*** Text excerpt ***

A colleague of mine, whilst on maternity interviewed for another position in our department which was a promotion and would have involved being at work more often and obviously having higher stress levels. It was a fantastic opportunity for her and she got the job. The judgemental comments and criticism she got behind her back from some of the women we work with was awful. They couldn’t believe she would “do such a thing” when she had a baby and a 3 year old at home. I felt like I lived in a parallel universe with all the outdated opinions being thrown around.

catinapoolofsunshine · 20/04/2018 07:50

It is biological - the relevance of that drops of swiftly once the child is weaning - though. If still breastfeeding it is harder to return to work at 6 months, but by a year old a child who doesn't have any milk but breast milk from the breast can easily just have a full morning and evening feed. By 12 months the biological reasons, which are very valid in the first 6 months, don't really apply.

The possibility of course is that a greater bond has developed out of the early biological needs. That's more psychological but stemming from a biological basis. You could argue that it's an excellent reason for the dad to become main carer at 12 months in order to redress the balance!

catinapoolofsunshine · 20/04/2018 07:52

Sorry, that was kind of in response to Lethal

Woshambo · 20/04/2018 07:55

@callies I have to disagree. my father DID NOT love my mother. She left Wen I was 5 and my father was always in prison. But everytime he was out I was the first person he would contact.

*** End of Text excerpt ***

▶ _Exercise A_: In the forum discussion about mothers returning to work, by what age does catinapoolofsunshine say the biological reasons no longer really apply?
▶ _Exercise B_: Continue the forum discussion about mothers returning to work from the point where it ends.

*** Exercise data ***

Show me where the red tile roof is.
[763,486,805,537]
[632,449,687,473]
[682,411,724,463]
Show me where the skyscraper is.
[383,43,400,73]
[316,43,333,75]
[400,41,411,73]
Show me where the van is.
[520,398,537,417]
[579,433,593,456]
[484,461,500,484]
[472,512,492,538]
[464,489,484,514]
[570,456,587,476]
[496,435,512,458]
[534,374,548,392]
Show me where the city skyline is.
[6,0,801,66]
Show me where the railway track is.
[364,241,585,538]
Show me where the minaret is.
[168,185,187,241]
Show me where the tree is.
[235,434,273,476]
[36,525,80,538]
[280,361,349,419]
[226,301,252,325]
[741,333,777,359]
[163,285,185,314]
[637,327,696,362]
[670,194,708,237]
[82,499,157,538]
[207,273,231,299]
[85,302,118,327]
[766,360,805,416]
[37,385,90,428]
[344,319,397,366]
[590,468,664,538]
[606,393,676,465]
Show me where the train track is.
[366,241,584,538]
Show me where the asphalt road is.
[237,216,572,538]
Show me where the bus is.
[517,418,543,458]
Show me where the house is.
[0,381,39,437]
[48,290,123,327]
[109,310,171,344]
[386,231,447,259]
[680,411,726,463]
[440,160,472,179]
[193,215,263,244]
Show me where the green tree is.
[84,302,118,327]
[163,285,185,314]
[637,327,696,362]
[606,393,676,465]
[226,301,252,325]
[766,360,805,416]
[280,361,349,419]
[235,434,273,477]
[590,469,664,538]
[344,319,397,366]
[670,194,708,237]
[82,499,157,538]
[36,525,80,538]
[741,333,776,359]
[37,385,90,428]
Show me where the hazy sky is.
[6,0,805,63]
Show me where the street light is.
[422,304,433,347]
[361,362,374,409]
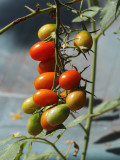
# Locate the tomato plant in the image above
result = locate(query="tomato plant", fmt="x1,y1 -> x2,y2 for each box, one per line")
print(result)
40,109 -> 56,131
74,30 -> 93,53
22,97 -> 40,114
34,72 -> 59,90
33,89 -> 58,106
59,70 -> 81,90
46,104 -> 70,126
66,90 -> 86,111
38,24 -> 56,40
27,113 -> 43,136
30,41 -> 55,61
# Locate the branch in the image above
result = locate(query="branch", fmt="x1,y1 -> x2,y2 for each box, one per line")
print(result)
0,0 -> 80,35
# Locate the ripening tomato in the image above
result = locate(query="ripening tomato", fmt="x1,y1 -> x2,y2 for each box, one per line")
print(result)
33,89 -> 58,107
22,97 -> 40,114
66,90 -> 86,111
40,109 -> 56,131
59,70 -> 81,90
38,24 -> 56,40
46,104 -> 70,126
34,72 -> 59,90
38,55 -> 62,74
74,30 -> 93,53
30,41 -> 55,61
27,113 -> 43,136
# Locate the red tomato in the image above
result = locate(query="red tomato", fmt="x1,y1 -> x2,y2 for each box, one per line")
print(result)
33,89 -> 58,107
34,72 -> 59,90
59,70 -> 81,90
30,41 -> 55,61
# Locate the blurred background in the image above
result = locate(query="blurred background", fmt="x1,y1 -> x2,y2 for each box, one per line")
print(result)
0,0 -> 120,160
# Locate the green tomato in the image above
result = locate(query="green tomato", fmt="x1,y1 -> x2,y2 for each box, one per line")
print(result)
46,104 -> 70,126
22,97 -> 40,114
38,24 -> 56,40
27,113 -> 43,136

*** End of Exercise data ***

▶ _Exercise response A_: By 12 months.

▶ _Exercise response B_:
He used to take my brother and I (who wasn't his child) fishing trips and great days out. He loved me and my brother but he hated my mother.
My uncle split with his OH and made sure he had custody of his 2 children.
My other uncle took on a child that wasn't his own, Wen he split from DC mother he continued his relationship with the child and still does to this day as he lives with him now.

Ohmydayslove · 20/04/2018 08:00

When I was a Cm I had one loveky mum who went back to work when baby was 6 weeks old. The amount of comments I had from playground mums was amazing. So ‘oh how could she’ ‘I couldn’t do that’ and ‘what a shame!!’

I batted them all back but it made me very angry.

Mum was a high flyer and earned far more than dad. My complete admiration to her. The girl Is now 11 and completely happy and thriving. Loveky girl.

I suppose dad wasn’t asked once why he was back to work Sad

Blaablaablaa · 20/04/2018 08:02

@callies I think you are projecting your personal experiences on other people here because that simply isn't true.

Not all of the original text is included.